Exercises to complete:
1. In the post about Keppel's Bundy files, through whom did Bundy send his first letter to the Green River Task Force?
2. Pick up the post about Keppel's Bundy files after its final sentence and extend it with a few more paragraphs.

Keppel's files from the early 80's and the mysterious (and phony) "Ted B"-signed postcard
Awhile ago I received from the King County archivists a pdf file with Robert Keppel's notes, Bundy-related. The notes in this pdf file basically contain Keppel's 80's correspondence with people about Bundy, also notes from experts who claimed they might help Keppel decipher Ted's personality based on his handwriting (bogus claim, in my opinion), and also a postcard that was signed "Ted B". The postcard also spelled "Raiford" wrongly, and it had a taunting tone, very different from the tone Bundy was using with Keppel at the time, and it was signed "Ted B", whereas Bundy would usually sign his name "ted" (lower case), and the handwriting on the postcard wasn't Bundy's either. I dare say I'm 100% persuaded that the postcard was a phony one, not sent by Ted himself. I'll share a screenshot of the postcard in a comment. In his 80's correspondence with Keppel, Bundy tried his best to show Keppel that he had a grasp of the challenges in the Green River case.
The link to Keppel's notes: https://archive.org/details/953-32-10-bundy-notes-keppel-redacted
About that mysterious “Ted B” postcard, and about Ted’s correspondence with Keppel
Here is the text on the phony postcard included among a batch of early 80's files on Bundy that Keppel kept:
Bundy's genuine correspondence with Keppel
Bundy did correspond with Keppel and transcripts of all of Bundy's handwritten letters to Keppel have been published in the book "Reflections on Green River: The Letters of, and Conversations with, Ted Bundy" by "Sara: A Survivor". The tone in those letters was professional, sober, never taunting.
Bundy sent the Green River Task Force a first letter on October 2, 1984, offering his help in solving the Green River serial murders. He sent it via Tom Swayze, a Republican superior court judge in Tacoma whom Bundy knew from his campaigning days. The letter arrived in the detectives’ hands late so they didn’t answer Bundy right away. Dave Reichert and Robert Keppel were the lead task force investigators, but Bundy didn't know that and he addressed his first letter to "Dear Task Force Members". Bundy signed this letter "Sincerely, Ted Bundy".
On October 15, 1984, Bundy sent the Green River Task Force a second letter, this time via his former attorney John Henry Browne, again offering his help in solving the Green River serial murders. He signed this second letter, "Sincerely, Ted Bundy".
On October 18, 1984, Dave Reichert went to see Bundy at Florida State Prison.
On October 19, 1984, Bundy sent Reichert a letter via the FBI office in Jacksonville, Florida, thanking him for coming to see him the previous day. He also asked to see material that could serve as the basis for a new and valuable look into what made the Green River Killer(s) tick, and most of his correspondence with Reichert and then Keppel dealt with those matters. He signed this letter "Sincerely, Ted Bundy".
Subsequent letters to the investigators were signed "Best Regards, ted", or "Sincerely, ted", or "peace, ted" (lower case), and his letters to Keppel were addressed to "Dear Bob".
Bundy also met with Keppel a few times. On November 17, 1984, Keppel and Reichert visited Bundy at Florida State Prison.
Bundy corresponded and met with Reichert and Keppel as a consultant in the "Green River" murders until November 2, 1988.

Data listing:
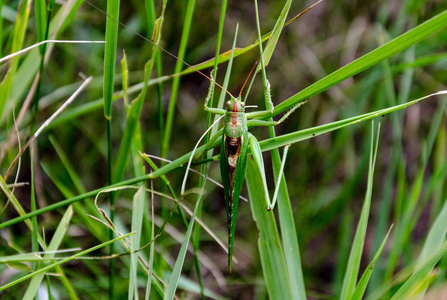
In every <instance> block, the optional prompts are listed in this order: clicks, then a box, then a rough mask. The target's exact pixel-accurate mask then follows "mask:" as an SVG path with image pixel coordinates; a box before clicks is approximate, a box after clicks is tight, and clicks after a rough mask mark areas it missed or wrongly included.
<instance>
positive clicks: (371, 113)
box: [259, 91, 447, 151]
mask: <svg viewBox="0 0 447 300" xmlns="http://www.w3.org/2000/svg"><path fill="white" fill-rule="evenodd" d="M442 94H447V91H440V92H437V93H434V94H430V95H427V96H424V97H421V98H418V99H416V100H413V101H410V102H407V103H404V104H400V105H395V106H392V107H388V108H384V109H379V110H376V111H373V112H370V113H366V114H363V115H358V116H355V117H352V118H347V119H344V120H340V121H337V122H333V123H330V124H325V125H321V126H317V127H312V128H308V129H304V130H300V131H297V132H292V133H288V134H284V135H281V136H278V137H275V138H270V139H266V140H263V141H261V142H259V144H260V145H261V148H262V151H268V150H271V149H275V148H279V147H284V146H285V145H287V144H293V143H296V142H300V141H303V140H307V139H309V138H312V137H315V136H318V135H320V134H323V133H327V132H330V131H334V130H337V129H340V128H343V127H346V126H350V125H354V124H356V123H359V122H363V121H367V120H371V119H373V118H376V117H379V116H384V115H386V114H389V113H391V112H394V111H398V110H400V109H403V108H406V107H408V106H410V105H413V104H416V103H417V102H419V101H422V100H424V99H427V98H430V97H433V96H436V95H442Z"/></svg>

Your written answers:
1. Tom Swayze, a Republican superior court judge in Tacoma.

2.
On June 5, 1986, Keppel sent Bundy a letter, probing him about his own unsolved cases from the mid-70's. This letter was answered by Bundy on August 3, 1986, and that may have been Bundy's most serious-sounding letter sent to Keppel: Bundy told Keppel firmly that although he invited him to talk to him, this initiative on his part was not some subtle or subconscious way of easing into a discussion about his mid-70s cases or any other cases except Green River. In his August 3, 1986 letter he told Keppel he was only interested in helping him with the state-wide, unsolved homicides project and with the Task Force.
When he had a clash with Keppel over Keppel's insistence on asking him about his own cases, and he firmly wrote Keppel that he wouldn't be willing to discuss his own cases and let Keppel know he was disappointed with his insistence, Bundy however didn't end his correspondence with Keppel. He wasn't trenchantly "final" so to speak. He simply let Keppel know that he wasn't going to talk about his cases while his appeals were being filed in courts... And then he and Keppel picked up from there and Keppel compromised and stopped prodding him about his cases.
Overall Bundy seemed mild-mannered in his correspondence with Keppel.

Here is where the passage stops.